▶ **What you have to do**
Output begins at the line with "the small bracket" and ends at the last line of the records below. Copy each line in that span exactly, and leave out pictures.

======== Information shown ========

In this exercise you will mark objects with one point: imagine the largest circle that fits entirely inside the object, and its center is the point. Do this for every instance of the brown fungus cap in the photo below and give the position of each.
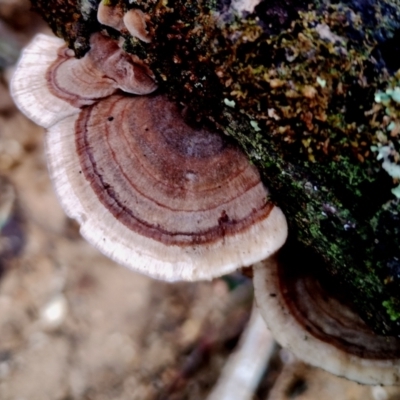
(50, 83)
(110, 15)
(308, 315)
(159, 196)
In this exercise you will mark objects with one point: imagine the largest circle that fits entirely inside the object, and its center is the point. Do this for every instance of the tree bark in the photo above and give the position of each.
(301, 86)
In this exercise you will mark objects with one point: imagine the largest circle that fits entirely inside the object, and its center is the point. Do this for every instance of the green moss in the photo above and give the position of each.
(392, 307)
(299, 96)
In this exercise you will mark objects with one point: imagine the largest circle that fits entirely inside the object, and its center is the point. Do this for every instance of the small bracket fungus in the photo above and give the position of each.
(150, 191)
(314, 322)
(110, 15)
(50, 83)
(133, 21)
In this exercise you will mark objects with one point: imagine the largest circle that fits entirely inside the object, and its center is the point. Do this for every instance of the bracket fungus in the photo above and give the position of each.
(151, 192)
(134, 20)
(50, 83)
(311, 317)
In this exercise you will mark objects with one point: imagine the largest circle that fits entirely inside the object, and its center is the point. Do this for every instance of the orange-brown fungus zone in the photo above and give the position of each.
(101, 72)
(318, 306)
(142, 160)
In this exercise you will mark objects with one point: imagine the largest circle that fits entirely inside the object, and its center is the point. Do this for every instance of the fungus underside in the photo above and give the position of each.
(302, 78)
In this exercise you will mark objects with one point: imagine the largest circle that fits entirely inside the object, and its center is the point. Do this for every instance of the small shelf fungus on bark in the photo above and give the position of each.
(308, 313)
(150, 191)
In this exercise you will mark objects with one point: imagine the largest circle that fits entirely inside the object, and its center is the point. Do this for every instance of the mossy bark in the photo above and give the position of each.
(295, 83)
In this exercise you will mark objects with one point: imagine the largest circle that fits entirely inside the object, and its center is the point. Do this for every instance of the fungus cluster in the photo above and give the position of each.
(150, 191)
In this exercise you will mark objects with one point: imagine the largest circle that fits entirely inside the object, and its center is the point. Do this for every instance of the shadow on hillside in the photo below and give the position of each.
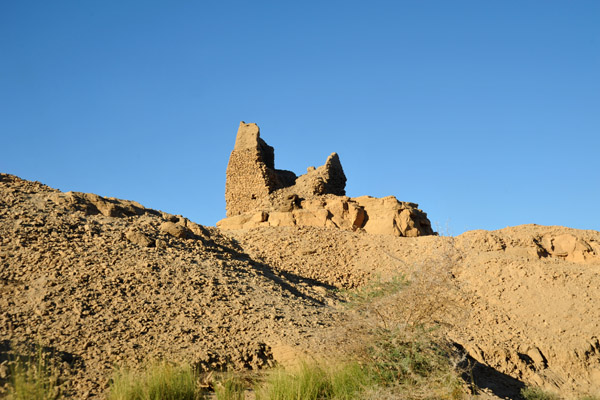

========

▶ **Completed task**
In this exercise you will mark objects with one point: imagine the largest circle that fits entirely inside the object, and its center is the point. Do this for every instance of the small bracket fungus in the photo above and give the position of each.
(150, 191)
(314, 322)
(110, 15)
(50, 83)
(133, 21)
In this exercise you will mark objects with one point: imagine the largest circle that fits entirely inside the object, and its center is the point. Do this for every instance of the bracket fungus in the photo above and give the position of each.
(151, 192)
(134, 20)
(50, 83)
(311, 317)
In this exercise you will mark objects with one point: imagine the largest circle that fits entirely inside the object, and its center is the point. Do this for every instance of the orange-brown fungus zone in the photo above and give the position of each.
(101, 72)
(318, 306)
(142, 160)
In this exercise you will mark objects with one point: imagine the largest circle that fits entirely inside the object, and its center is the point. Do this for every instance of the fungus underside in the photo above and give the position of each.
(302, 78)
In this exercise you will mark objects with one point: imagine the largest circle that fits entirely inside the object, and its center is the point. Do this for every instance of the small shelf fungus on bark in the photo above and give the position of each.
(308, 313)
(150, 191)
In this exercise you will mark objects with one point: imagine the largest circle that fits entirely inside the object, and its center is the point. Do this for every instance of the mossy bark in the photo above and give the position of each.
(295, 83)
In this exercise you will mark objects with one point: imagine the largest circle that fits entirely inside the object, and its center is the point. Do this for every instance of the fungus cluster in the photo above and give the position of each.
(150, 191)
In this exercise you will mark objects with one point: imagine the largest circle that fits entirely inside the object, and its center is the point. Do this for every instance of the shadow on hillside in the photo below and give the position of each.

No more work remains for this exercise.